- **PROVIDED TEXT**
^^^^^^^^^^^^^^^^
# Anyone do pysanky eggs? I have a duck egg question



## xoxoGOATSxoxo

I've been doing it about 4 years. I've always bought store-chicken eggs to do it on, because they are bleached nice and white and we like to eat the homegrown ones anyway. 

But one of my friends ducks laid two huge double yolkers, and she gave them to me to decorate. 

I've never done pysanky on our duck eggs, but I did one of the doulbe yolkers the other day.

Normally, if I want a lighter dye color, I run the egg under cold water for a second to lighten the dye. I was doing this egg in just shades of green, so I ran it under water and ALL the dye washed off when I rubbed it with my finger! It had just coated the egg, instead of soaking into the shell. 

The egg turned out okay, but does anyone know if this is a common thing with duck eggs? Or would it happen with any homegrown egg? I had washed it, but did not dip it in vingegar before starting to dye, because I figured that it wouldnt have the coat of chemicals that the store bought eggs do. Was this the mistake?

Anyone know? Thanks!


----------



## Wisconsin Ann

Homegrown chicken eggs decorate and dye up beautifully.(in fact, the brown eggs give you great intense easter egg colors!) I've never tried a duck egg, but they do have a sort of waxy coating on them which you may have to wipe off first....the vinegar would be a slight acid wash,which might give thedye a better "grip"...


----------



## Wisconsin Ann

don't know if you saw the post in poultry, but the responses have been you need to remove the waxy coating on duck eggs. A soft scrubby with warm water, or a "little bleach in warm water" and the eggs will take dye beautifully.
^^^^^^^^^^^^^^^^
- **MATERIAL**
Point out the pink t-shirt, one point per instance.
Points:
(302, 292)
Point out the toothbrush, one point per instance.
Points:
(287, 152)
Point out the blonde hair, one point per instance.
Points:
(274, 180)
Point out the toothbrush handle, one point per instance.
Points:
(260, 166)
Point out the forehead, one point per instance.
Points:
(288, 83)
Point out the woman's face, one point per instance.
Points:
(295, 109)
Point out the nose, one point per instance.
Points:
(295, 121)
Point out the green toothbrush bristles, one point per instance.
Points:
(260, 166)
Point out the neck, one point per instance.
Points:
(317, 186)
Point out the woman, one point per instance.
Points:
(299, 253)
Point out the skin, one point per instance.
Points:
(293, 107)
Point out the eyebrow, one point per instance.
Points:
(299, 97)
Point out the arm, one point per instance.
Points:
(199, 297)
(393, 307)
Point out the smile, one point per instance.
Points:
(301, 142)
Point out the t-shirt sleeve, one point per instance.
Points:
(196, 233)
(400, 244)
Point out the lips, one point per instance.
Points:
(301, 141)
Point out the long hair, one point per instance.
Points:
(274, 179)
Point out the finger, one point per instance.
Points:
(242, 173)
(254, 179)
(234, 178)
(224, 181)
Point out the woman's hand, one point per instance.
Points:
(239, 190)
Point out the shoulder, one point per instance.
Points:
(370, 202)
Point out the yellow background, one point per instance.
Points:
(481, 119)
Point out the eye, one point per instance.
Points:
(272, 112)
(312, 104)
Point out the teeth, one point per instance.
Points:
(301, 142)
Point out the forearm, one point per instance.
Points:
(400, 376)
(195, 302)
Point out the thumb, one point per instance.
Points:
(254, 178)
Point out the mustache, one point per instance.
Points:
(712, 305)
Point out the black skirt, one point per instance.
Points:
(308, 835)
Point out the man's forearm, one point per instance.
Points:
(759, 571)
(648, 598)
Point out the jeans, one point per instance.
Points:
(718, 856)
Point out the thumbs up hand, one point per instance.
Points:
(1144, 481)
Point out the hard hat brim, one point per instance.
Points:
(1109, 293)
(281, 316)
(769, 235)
^^^^^^^^^^^^^^^^
- **TASK OBJECTIVE**
Continue the pysanky duck egg thread above from its last post.

- **THE ANSWER**
----------



## xoxoGOATSxoxo

Okay, cool. This next egg I am doing I scrubbed with a washcloth and warm water, so we'll see how it goes. I haven't applied any dye yet, just wax. 

Thanks! 

Oh, Im using analine dyes, dont know if that makes a difference?


----------



## ELOCN

I thought the vinegar is what sets the color.


----------



## xoxoGOATSxoxo

Well, all the dyes but orange have vinegar in them, but most of the time I dip the egg in straight vinegar too because it makes the colors brighter for some reason. :shrug:

Orange is a mystery, though. It is also the only color that will cover the green dye.


----------



## Sanza

Please post some pictures !
I hope the duck egg is holding the dye now for you.
I've done pysanky for years but never did a duck egg. I know a vinegar wash will take off the bloom on chicken eggs so the dye takes better. I usually hold the egg in a paper towel that was moistened with vinegar so I don't get the oil from my hands on the egg.
I've done an ostrich egg and sanded it lightly first and then painted it with acrylics. In the foreground is a Christmas tree ornament that was blown out.


----------



## ELOCN

Sanza, those eggs are astounding! Did you decorate all of them? They're so beautiful.


----------



## Wisconsin Ann

What ELOCN said! Those are lovely  

Vinegar in the dye does act as a mordant..it will set the dye AND usually makes it more intense.

Vinegar on the bare egg should work as a light acid etch...removing a small amount of the oxidation on the egg. hmm....I wonder....since an eggshell is porous, the vinegar might well do both mordant and etch with one dip. just thinking outloud...


----------



## Lauriebelle

Those eggs are stunning!!! I have always wanted to learn to do this...did you take a class or are there other resources available?


----------



## jersey girl

WOW those are cool! I want to learn to do this!
Joanie


----------



## beaglebiz

beautiful job!!
my grandma used to make these, she came from Poland


----------



## Sanza

Thank you all for the kind words. I'm Ukrainian, and learnt by watching as I was growing up and I'm now in my 50's. I want to apologise for posting such a big picture...I thought I had it smaller and I didn't mean to hijack the origional post.
All you need is a stylus and wax and some easter egg dyes to get started. You can make up your own patterns if you like or get books on the authentic psanky patterns. 
Goats -how is this egg coming along? Please post a picture.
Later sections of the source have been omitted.